[Records drawn from a dataset]
Start of Block

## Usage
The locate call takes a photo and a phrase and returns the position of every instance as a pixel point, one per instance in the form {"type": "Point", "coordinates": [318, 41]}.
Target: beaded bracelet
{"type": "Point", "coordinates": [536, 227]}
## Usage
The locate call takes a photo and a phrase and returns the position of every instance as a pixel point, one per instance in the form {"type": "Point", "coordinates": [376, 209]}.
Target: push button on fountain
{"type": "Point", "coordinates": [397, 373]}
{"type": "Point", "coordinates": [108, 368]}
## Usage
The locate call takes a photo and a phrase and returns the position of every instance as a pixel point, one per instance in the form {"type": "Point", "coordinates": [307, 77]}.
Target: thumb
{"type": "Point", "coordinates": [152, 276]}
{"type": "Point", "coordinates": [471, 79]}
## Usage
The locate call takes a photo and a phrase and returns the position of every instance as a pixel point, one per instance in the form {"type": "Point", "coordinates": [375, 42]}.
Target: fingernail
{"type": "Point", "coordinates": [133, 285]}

End of Block

ASSIGNMENT: Output all of the entries, exactly as they are written.

SOLUTION TO THIS EXERCISE:
## Usage
The locate call takes a photo and a phrase and returns the position of every instance as a pixel point, one per instance in the form {"type": "Point", "coordinates": [318, 41]}.
Target: beaded bracelet
{"type": "Point", "coordinates": [536, 227]}
## Usage
The locate call takes a photo and a phrase and returns the position of every instance as a pixel point, one per instance in the form {"type": "Point", "coordinates": [376, 209]}.
Target: push button on fountain
{"type": "Point", "coordinates": [397, 373]}
{"type": "Point", "coordinates": [108, 368]}
## Usage
The locate call takes a photo and a phrase and returns the position of every instance as a pixel point, one per instance in the form {"type": "Point", "coordinates": [307, 77]}.
Target: thumb
{"type": "Point", "coordinates": [152, 276]}
{"type": "Point", "coordinates": [471, 79]}
## Usage
The locate call takes a photo and a phrase and returns the position of every instance as a pixel point, one per instance in the form {"type": "Point", "coordinates": [375, 42]}.
Target: fingernail
{"type": "Point", "coordinates": [133, 285]}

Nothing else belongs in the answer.